> **Texto fornecido**

====================

Ainda nos lembramos de que a FPT (Federação Portuguesa do Táxi) e a ANTRAL (Associação
nacional dos transportadores rodoviários em automóveis ligeiros) organizaram em conjunto uma manifestação contra a
legalização e regulamentação de plataformas tecnológicas de transporte de
passageiros, como a Uber e a Cabify. O protesto foi antecedido de declarações
impróprias da parte do responsável da ANTRAL, dizendo que não queriam, como é
óbvio, violência durante a manifestação, mas que não se responsabilizava pelo
que viesse a acontecer.
Como é de
exigir a pessoas competentes, quando organizam um evento, têm de se
responsabilizar pelo êxito desse empreendimento, pelo fracasso e pelos danos
colaterais. Caso contrário, não organiza nada e, se o querem arrastar para uma
iniciativa com que não concorda, melhor que lhe repugna, demarca-se e até se
demite. Uma vez entrado no barco, não salta fora nem prevê tempestades nem as
fomenta. Um homem de bem responde pelos seus atos!
O protesto
foi suspenso e remarcado, mas parece ter desfalecido, talvez porque o
Presidente da República terá resolvido – e bem – não lhes passar a mão pelo “pelo”.
***
Não resisto a
dizer duas coisas sobre táxis. Uma é a positiva, pelo lado do trabalho sofrido
sob chuva ou seca, frio ou calor, a suportar silêncios, doestos e caprichos de
clientes ou assaltos de amigos do alheio e da alteração da segurança de pessoas
e bens. A outra é a negativa e abusiva, concretizada de várias formas, como:
abandonarem o local de estacionamento que lhes é concessionado e fazerem
viagens de largo percurso, incluindo viagens aos estrangeiro; deixarem os
utentes em terminal de transportes públicos sujeitos a terem de se socorrer de
automóveis particulares (já me vi em casos desses em tempos); colocarem-se perto de lugares de paragem de
autocarros ou de estação ferroviária a oferecerem transporte pelo preço do
autocarro ou do comboio (já vi disso); ou a
juntarem-se para bloquearem transporte de cliente que previamente solicitou ao
taxista A ou B que o fosse esperar ao autocarro (também me aconteceu e tive de fazer
valer os meus direitos de escolha).

====================

> **Itens fornecidos**
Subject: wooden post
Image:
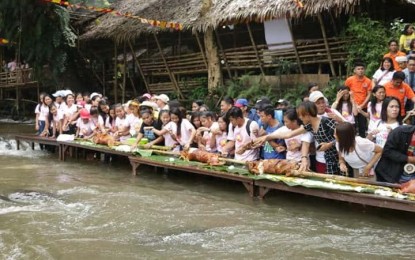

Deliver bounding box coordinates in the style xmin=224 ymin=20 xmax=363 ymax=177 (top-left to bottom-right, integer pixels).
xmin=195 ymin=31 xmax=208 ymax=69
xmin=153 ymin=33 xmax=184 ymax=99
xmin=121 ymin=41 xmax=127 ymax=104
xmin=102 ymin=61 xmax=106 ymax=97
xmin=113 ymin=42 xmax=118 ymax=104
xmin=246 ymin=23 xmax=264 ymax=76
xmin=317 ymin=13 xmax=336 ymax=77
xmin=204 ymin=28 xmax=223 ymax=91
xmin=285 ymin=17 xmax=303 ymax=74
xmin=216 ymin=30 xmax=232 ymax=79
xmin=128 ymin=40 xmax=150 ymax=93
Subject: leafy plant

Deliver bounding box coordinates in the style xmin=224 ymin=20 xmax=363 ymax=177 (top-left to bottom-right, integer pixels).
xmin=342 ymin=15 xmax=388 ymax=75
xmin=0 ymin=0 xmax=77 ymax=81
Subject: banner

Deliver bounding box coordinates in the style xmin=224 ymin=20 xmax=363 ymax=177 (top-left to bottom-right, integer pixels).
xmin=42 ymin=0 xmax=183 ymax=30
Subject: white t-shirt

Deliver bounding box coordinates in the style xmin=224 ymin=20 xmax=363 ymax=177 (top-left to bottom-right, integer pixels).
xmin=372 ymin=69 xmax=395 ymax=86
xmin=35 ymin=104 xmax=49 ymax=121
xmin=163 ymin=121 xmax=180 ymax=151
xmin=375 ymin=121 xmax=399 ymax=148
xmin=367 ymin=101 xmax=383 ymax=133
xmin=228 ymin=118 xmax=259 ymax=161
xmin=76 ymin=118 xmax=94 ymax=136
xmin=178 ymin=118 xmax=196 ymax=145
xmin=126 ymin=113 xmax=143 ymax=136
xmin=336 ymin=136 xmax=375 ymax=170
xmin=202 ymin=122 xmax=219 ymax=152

====================

> **Tarefas propostas**
1 - De acordo com o texto sobre os táxis, que duas entidades organizaram em conjunto a manifestação contra a legalização das plataformas de transporte?
2 - Escreva a continuação do texto sobre os táxis, começando depois da última frase.
Os itens não são necessários para realizar nenhuma das tarefas.

> **Lista de respostas**
1 - A FPT (Federação Portuguesa do Táxi) e a ANTRAL.

2 -
***
Mas
voltemos ao caso da manifestação. Toda a gente viu como o protesto não seguiu
as instruções da polícia e parou na Rotunda junto ao Aeroporto Humberto Delgado
sem chegar a São Bento. E um carro da Uber foi
violentamente afagado e acariciado por mãos extremamente amigas e pés
claramente suaves, ficando bom para a sucata. E o pior em sensibilização da opinião pública
surgiu pela boca dum manifestante ao referir com a boca todo aberta a polémica
frase “as leis são como as meninas virgens, são para ser violadas”.
A frase, que
foi proferida em direto, é considerada pela Federação Portuguesa do Táxi (FPT) “frase-vergonha”. Ela não foi isolada dum contexto
linguístico, mas bem enquadrada como se tivesse sido premeditada: “As leis, dizem eles, são para se cumprir.
Mas é mentira. As leis, sabe como é que são? São como as meninas virgens. São
para serem violadas”.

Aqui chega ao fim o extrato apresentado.